** BEGIN **
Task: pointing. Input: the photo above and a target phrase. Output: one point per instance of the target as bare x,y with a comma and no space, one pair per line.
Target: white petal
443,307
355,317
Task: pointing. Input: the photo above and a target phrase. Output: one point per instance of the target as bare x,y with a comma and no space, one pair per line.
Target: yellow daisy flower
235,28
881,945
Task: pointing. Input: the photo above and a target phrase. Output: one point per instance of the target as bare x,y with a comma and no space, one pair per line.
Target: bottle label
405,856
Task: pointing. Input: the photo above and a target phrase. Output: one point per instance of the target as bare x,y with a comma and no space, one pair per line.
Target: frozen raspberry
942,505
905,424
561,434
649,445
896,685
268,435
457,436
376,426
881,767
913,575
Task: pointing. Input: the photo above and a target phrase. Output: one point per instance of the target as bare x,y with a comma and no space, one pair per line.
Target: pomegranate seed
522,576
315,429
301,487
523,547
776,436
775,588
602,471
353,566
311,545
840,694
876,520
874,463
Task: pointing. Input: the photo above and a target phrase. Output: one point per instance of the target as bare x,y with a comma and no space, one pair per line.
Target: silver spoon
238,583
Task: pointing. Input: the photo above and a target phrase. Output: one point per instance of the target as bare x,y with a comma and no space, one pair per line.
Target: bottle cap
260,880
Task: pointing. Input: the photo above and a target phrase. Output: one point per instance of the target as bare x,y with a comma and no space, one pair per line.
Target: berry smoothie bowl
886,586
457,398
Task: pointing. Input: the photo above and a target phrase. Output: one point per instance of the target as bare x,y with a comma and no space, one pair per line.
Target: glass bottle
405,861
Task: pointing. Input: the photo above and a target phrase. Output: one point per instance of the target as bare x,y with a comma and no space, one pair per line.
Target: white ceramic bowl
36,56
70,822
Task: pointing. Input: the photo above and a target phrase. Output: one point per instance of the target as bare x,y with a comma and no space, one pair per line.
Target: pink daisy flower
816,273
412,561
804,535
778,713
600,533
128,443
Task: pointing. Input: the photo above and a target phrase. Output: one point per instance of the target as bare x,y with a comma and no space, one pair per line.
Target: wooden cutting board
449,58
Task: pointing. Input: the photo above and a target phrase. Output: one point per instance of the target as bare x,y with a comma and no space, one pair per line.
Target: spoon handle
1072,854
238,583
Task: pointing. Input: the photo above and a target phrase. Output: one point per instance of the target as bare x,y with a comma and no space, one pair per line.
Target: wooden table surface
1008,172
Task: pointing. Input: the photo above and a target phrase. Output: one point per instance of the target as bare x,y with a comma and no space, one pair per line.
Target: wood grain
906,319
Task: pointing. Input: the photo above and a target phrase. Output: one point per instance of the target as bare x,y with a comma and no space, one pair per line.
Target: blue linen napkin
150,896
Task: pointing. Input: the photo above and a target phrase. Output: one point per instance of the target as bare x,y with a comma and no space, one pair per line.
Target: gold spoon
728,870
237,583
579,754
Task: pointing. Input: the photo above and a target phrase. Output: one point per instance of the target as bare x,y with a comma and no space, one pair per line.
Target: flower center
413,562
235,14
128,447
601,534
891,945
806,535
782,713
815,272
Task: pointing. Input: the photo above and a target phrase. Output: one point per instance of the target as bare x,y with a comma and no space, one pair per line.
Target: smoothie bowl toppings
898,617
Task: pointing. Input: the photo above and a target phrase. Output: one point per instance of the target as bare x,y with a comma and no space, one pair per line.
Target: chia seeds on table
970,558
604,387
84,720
** END **
**AIM OF THE TASK:** Take the entries above and transcribe them exactly.

**EXERCISE RESPONSE:**
Task: pointing. Input: the photo above and a target phrase. Output: one point per instance of the target as bare x,y with a comma and no space, one pair per line.
Target: white petal
443,307
355,317
Task: pointing. Input: the photo above and a target phrase. Output: one point per instance of the target as bare x,y with a comma and no space, one pair per line.
Target: yellow daisy flower
235,28
881,945
Task: pointing. Input: the photo above and a target phrase. Output: one point per instance of the target as bare x,y with a comma and no space, one pair per line.
Target: bottle label
405,856
Task: pointing. Input: the photo above and a target phrase. Output: one point per instance of the target as bare x,y with a comma and no space, one pair per line.
Target: frozen raspberry
942,505
905,424
561,434
649,445
896,685
268,435
457,436
376,426
881,767
913,575
Task: pointing. Input: the photo above and a target phrase. Output: one point per instance of the target as bare x,y with a comma and no space, one pair per line.
Target: pomegranate seed
522,576
315,429
301,487
523,547
776,436
775,588
602,471
353,566
311,545
840,694
876,520
874,463
Task: pointing. Input: the photo above and a target phrase. Output: one point per instance of the target as bare x,y with a comma and no space, one pair per line.
Target: silver spoon
238,583
Task: pointing. Input: the photo above and a target phrase. Output: one point per instance of the target as bare x,y with a comma and no space, one pair per line.
Target: bottle cap
260,880
Task: pointing. Input: the photo above and a target phrase. Output: one point per instance of the target as bare x,y with a comma and no space, one pair per line.
Target: berry smoothie bowl
886,586
457,398
Task: pointing. Input: the photo above and a target phrase. Output: one point per instance of the target as bare x,y with a comma and no space, one pair per line.
Target: glass bottle
405,861
Task: pointing. Input: the photo above and a target phrase. Output: one point per instance of the target as bare x,y with a comma and no space, one pair per line.
Target: white ceramic bowl
36,56
70,822
Task: pointing. Input: the photo above and a target phrase. Output: one point per instance of the target as bare x,y with a comma and no space, one pair per line.
Target: pink daisy flower
816,273
412,561
804,535
778,713
600,533
128,443
Task: pointing. Input: the photo above and a target phrase. Output: one point per instance of the target as bare x,y with a comma and no space, one pair per line.
Target: wooden cutting board
449,58
Task: pointing. Input: the photo above and a target phrase. Output: one point per instance of the target as bare x,y with a comma and no space, one pair per line.
Target: spoon handle
1072,854
238,583
Task: pointing. Input: the photo above and a target phrase. Output: one point per instance of the target as bare x,y with a comma and no space, one pair per line.
Target: wooden table surface
1008,172
Task: pointing. Input: the photo above and a target phrase. Output: one point per instance of the target as bare x,y with a comma and no space, one pair per line.
Target: wood grain
906,319
Task: pointing. Input: the photo above and a target phrase. Output: one point per instance of the target as bare x,y with a comma and no space, one pair per line.
Target: blue linen napkin
150,896
Task: pointing. Input: the photo above and a target phrase. Output: one point per instance of the target as bare x,y with a comma and no space, one pair per line.
Target: gold spoon
728,870
237,583
579,754
Task: pointing. Input: the photo above and a target phrase. Output: one point per instance of the target as bare x,y with a comma and no space, one pair per line.
Target: flower center
413,562
235,14
128,447
601,534
891,945
806,535
782,713
815,272
Task: pointing. Input: the photo above and a target phrase. Output: one point per instance of the target as bare x,y with a comma and no space, one pair per line.
Target: smoothie bowl toppings
898,617
Task: pointing. Input: the photo above and a target phrase. Output: one point per instance of the target as bare x,y with a comma and no space, one pair per line.
Target: chia seeds on table
970,558
604,387
84,720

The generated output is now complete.